◆ **Task**
All lines from the one bearing "Ground lake water" through the end of the data below must be printed exactly as they stand, with pictures removed.

##########

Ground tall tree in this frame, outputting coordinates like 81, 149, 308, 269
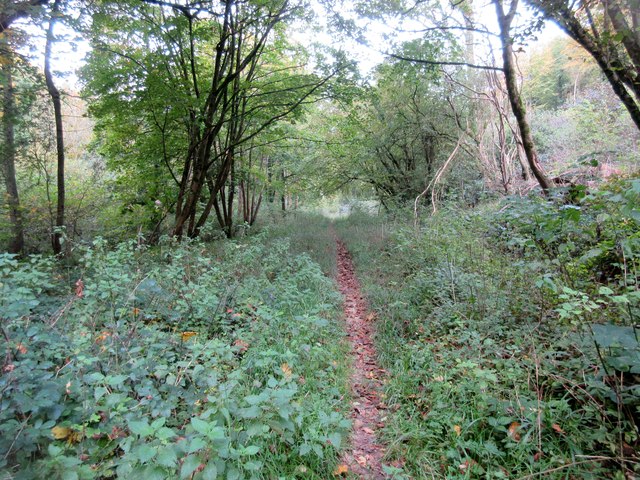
359, 0, 554, 192
0, 0, 49, 33
44, 0, 65, 255
84, 0, 341, 238
0, 39, 24, 254
531, 0, 640, 130
494, 0, 552, 191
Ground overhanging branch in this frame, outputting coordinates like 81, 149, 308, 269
388, 53, 504, 71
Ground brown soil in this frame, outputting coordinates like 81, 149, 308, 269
336, 239, 388, 479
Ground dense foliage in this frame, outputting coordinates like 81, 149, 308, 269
1, 0, 640, 478
0, 232, 350, 479
336, 178, 639, 478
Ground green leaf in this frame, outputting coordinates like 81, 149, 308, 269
191, 417, 209, 435
238, 405, 261, 419
598, 286, 614, 295
94, 386, 109, 400
243, 461, 262, 471
299, 443, 311, 456
327, 432, 342, 449
107, 374, 129, 386
134, 444, 157, 463
156, 445, 178, 467
591, 324, 639, 349
612, 295, 630, 304
151, 418, 166, 430
244, 394, 264, 405
141, 466, 168, 480
129, 420, 154, 438
226, 466, 240, 480
201, 463, 218, 480
312, 443, 324, 458
613, 31, 626, 42
241, 445, 260, 456
156, 427, 177, 441
187, 437, 207, 453
180, 454, 202, 479
48, 444, 63, 457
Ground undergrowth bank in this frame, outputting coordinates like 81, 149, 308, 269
0, 233, 350, 479
337, 178, 639, 479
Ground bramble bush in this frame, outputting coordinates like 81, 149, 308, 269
0, 233, 350, 479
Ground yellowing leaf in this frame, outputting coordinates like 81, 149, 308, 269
281, 363, 292, 378
181, 331, 197, 342
68, 430, 83, 444
459, 459, 478, 472
453, 425, 462, 436
51, 426, 83, 444
51, 426, 70, 439
75, 279, 84, 298
233, 338, 250, 353
507, 422, 521, 442
333, 464, 349, 476
95, 331, 111, 343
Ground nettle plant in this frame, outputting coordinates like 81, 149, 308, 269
0, 236, 349, 479
496, 178, 640, 327
493, 179, 640, 464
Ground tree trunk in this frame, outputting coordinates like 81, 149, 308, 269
532, 0, 640, 131
0, 0, 50, 34
494, 0, 553, 192
45, 0, 65, 255
564, 12, 640, 130
1, 51, 24, 254
280, 168, 286, 212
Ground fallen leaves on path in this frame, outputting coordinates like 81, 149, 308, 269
336, 239, 389, 479
333, 464, 349, 476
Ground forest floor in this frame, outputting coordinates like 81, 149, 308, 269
336, 239, 389, 479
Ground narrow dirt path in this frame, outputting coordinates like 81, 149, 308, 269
336, 239, 387, 479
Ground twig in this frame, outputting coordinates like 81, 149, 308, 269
1, 326, 13, 367
414, 137, 462, 228
514, 458, 609, 479
2, 413, 32, 461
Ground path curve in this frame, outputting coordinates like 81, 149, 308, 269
336, 239, 387, 479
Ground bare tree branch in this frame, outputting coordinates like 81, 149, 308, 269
388, 52, 504, 71
0, 0, 49, 33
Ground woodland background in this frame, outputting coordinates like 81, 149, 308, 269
1, 0, 639, 478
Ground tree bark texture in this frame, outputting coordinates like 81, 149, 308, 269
171, 0, 282, 238
1, 51, 24, 254
532, 0, 640, 131
494, 0, 553, 192
45, 0, 65, 255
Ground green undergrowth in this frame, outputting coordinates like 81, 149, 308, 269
256, 212, 338, 278
335, 178, 639, 479
0, 231, 350, 479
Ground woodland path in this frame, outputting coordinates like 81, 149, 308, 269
336, 239, 388, 479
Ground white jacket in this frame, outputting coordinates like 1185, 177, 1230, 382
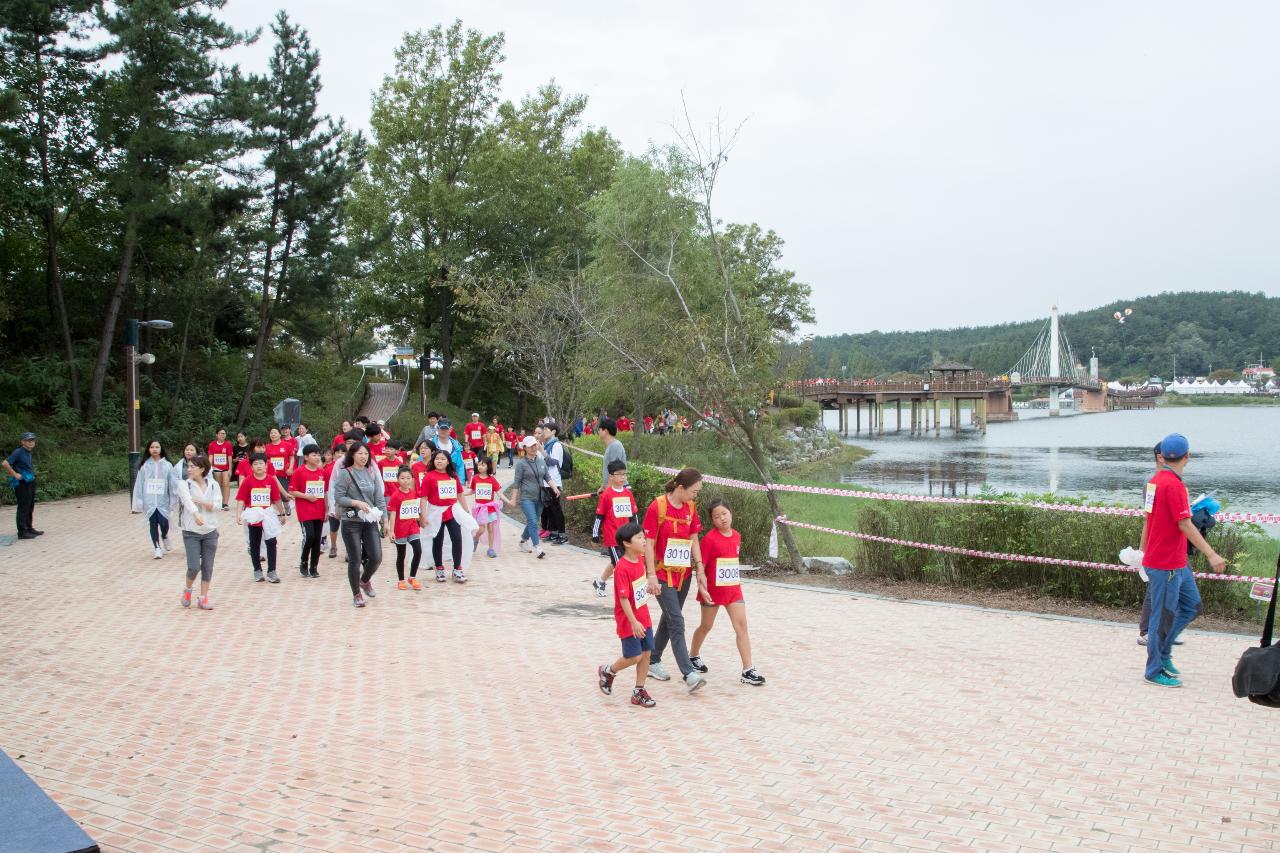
176, 474, 220, 535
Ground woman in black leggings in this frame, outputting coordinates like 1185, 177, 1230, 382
333, 443, 387, 608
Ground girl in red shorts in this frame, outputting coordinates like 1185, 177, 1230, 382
688, 499, 765, 686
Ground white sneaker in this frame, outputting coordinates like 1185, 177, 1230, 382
648, 661, 671, 681
518, 540, 533, 553
153, 546, 164, 559
534, 546, 546, 560
684, 671, 707, 693
162, 537, 174, 552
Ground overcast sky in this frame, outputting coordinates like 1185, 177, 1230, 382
221, 1, 1280, 336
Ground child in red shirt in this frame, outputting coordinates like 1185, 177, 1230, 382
377, 443, 402, 498
591, 459, 637, 597
468, 457, 510, 559
597, 522, 656, 708
503, 428, 517, 467
234, 453, 284, 582
688, 499, 765, 686
421, 449, 469, 583
460, 447, 477, 481
386, 467, 424, 590
208, 427, 233, 509
287, 445, 328, 578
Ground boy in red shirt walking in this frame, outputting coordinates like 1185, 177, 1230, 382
1141, 433, 1226, 688
591, 459, 637, 597
597, 523, 657, 708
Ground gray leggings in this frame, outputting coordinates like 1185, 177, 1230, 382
652, 572, 694, 677
183, 530, 219, 583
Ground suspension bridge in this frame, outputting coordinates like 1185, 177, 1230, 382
791, 306, 1148, 435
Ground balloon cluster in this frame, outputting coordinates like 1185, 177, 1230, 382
1113, 307, 1133, 324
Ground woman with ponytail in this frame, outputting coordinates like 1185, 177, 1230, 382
641, 467, 708, 692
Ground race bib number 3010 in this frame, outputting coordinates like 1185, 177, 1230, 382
663, 538, 692, 568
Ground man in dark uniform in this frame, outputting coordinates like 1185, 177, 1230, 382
3, 431, 41, 539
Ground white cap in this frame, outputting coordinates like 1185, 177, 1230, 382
520, 436, 537, 448
472, 412, 480, 417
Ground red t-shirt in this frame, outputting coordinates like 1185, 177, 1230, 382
644, 416, 653, 432
465, 421, 485, 449
331, 433, 347, 450
1144, 468, 1191, 570
700, 528, 744, 605
613, 556, 653, 638
596, 486, 638, 549
376, 455, 402, 496
421, 469, 462, 522
411, 460, 430, 493
236, 473, 280, 526
461, 449, 477, 476
234, 456, 259, 479
642, 496, 702, 583
367, 439, 387, 459
387, 489, 423, 539
503, 429, 517, 448
282, 437, 298, 460
289, 465, 328, 521
617, 417, 631, 432
207, 440, 232, 472
264, 442, 292, 476
470, 474, 501, 504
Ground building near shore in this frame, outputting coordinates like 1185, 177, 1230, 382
1166, 378, 1258, 395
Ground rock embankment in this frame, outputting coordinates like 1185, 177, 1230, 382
772, 424, 844, 469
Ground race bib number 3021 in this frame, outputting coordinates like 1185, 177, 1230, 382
715, 559, 741, 587
436, 480, 458, 500
663, 538, 692, 568
1144, 483, 1157, 514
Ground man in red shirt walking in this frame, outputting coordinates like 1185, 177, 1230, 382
1141, 433, 1226, 688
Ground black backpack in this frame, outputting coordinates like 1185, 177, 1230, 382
1232, 553, 1280, 707
547, 437, 574, 478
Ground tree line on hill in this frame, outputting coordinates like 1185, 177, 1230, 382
0, 4, 810, 454
805, 291, 1280, 382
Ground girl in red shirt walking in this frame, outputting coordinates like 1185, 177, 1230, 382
688, 499, 765, 685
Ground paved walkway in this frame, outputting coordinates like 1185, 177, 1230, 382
1, 478, 1279, 852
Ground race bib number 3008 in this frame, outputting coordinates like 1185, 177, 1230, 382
715, 559, 741, 587
663, 538, 692, 568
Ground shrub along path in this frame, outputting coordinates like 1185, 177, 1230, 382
0, 485, 1278, 851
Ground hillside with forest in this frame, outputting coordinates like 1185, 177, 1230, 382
806, 291, 1280, 381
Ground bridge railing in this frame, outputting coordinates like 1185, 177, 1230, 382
788, 378, 1010, 396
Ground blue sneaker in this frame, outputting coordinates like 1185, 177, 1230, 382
1145, 672, 1181, 688
1161, 658, 1180, 677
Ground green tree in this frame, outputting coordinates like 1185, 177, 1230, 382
86, 0, 245, 419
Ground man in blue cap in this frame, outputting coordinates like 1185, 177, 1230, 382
1141, 432, 1225, 687
2, 432, 41, 539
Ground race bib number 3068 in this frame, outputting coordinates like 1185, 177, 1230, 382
663, 538, 692, 568
474, 483, 493, 501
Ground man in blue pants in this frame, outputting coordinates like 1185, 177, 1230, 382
1141, 433, 1226, 687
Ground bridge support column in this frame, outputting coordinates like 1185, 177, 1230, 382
878, 402, 884, 435
895, 400, 902, 432
977, 397, 987, 433
952, 398, 960, 431
855, 401, 860, 434
1049, 386, 1060, 417
934, 399, 940, 435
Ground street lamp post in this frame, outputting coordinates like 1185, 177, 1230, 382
126, 318, 173, 489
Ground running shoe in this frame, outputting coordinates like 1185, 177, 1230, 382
648, 661, 672, 681
284, 503, 292, 517
181, 588, 192, 608
360, 580, 376, 598
598, 664, 615, 695
397, 580, 408, 590
409, 578, 422, 590
684, 671, 707, 693
266, 570, 280, 584
631, 687, 656, 708
254, 569, 264, 582
1161, 658, 1181, 677
486, 548, 497, 558
534, 546, 546, 560
320, 536, 327, 549
689, 656, 709, 673
328, 544, 337, 559
153, 546, 164, 559
309, 569, 319, 578
518, 540, 533, 553
435, 568, 447, 583
453, 568, 467, 583
1145, 672, 1181, 688
593, 579, 607, 598
300, 565, 309, 578
353, 594, 366, 608
198, 596, 213, 610
1173, 637, 1185, 646
162, 538, 174, 552
539, 529, 551, 540
1137, 635, 1147, 646
740, 668, 766, 686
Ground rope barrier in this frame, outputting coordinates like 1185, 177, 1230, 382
571, 444, 1276, 584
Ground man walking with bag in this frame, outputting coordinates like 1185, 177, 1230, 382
1142, 433, 1226, 688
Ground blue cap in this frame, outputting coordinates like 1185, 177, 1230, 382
1159, 433, 1189, 459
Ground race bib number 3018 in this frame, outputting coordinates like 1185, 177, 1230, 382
399, 502, 421, 520
663, 538, 692, 568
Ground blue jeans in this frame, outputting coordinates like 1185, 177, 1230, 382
1144, 565, 1202, 679
519, 498, 541, 545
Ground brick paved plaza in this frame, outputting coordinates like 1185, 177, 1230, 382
2, 484, 1279, 852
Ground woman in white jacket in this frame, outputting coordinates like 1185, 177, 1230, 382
176, 454, 220, 610
131, 440, 175, 559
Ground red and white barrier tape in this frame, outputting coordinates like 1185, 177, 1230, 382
572, 447, 1280, 525
775, 516, 1273, 584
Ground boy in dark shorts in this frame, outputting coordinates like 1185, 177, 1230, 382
597, 522, 657, 707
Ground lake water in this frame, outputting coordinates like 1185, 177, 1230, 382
819, 405, 1280, 515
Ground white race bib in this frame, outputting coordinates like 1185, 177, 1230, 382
632, 576, 648, 607
212, 454, 227, 467
474, 482, 493, 501
436, 479, 458, 500
464, 457, 475, 470
250, 487, 271, 507
145, 478, 165, 496
382, 466, 398, 482
663, 538, 692, 568
399, 501, 421, 520
1144, 483, 1157, 514
611, 496, 634, 519
715, 559, 741, 587
271, 456, 284, 471
304, 480, 324, 498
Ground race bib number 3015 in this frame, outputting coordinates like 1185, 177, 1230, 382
663, 538, 692, 568
304, 480, 324, 497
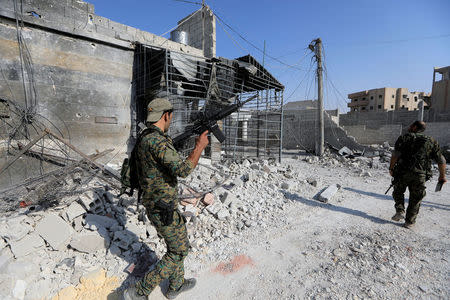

##########

◆ **Response to the exercise**
Ground lake water in this frame, outputting coordinates like 1185, 177, 1230, 382
819, 405, 1280, 515
Ground white race bib in this frame, outputting coordinates like 1185, 177, 1230, 382
632, 576, 648, 607
212, 454, 227, 467
474, 482, 493, 501
436, 479, 458, 500
464, 457, 475, 470
250, 487, 271, 507
145, 478, 165, 496
382, 466, 398, 482
663, 538, 692, 568
399, 501, 421, 520
1144, 483, 1157, 514
611, 496, 634, 519
715, 559, 741, 587
271, 456, 284, 471
304, 480, 324, 498
Ground race bib number 3015 in this frame, outputting coordinates like 1185, 177, 1230, 382
663, 538, 692, 568
304, 480, 324, 497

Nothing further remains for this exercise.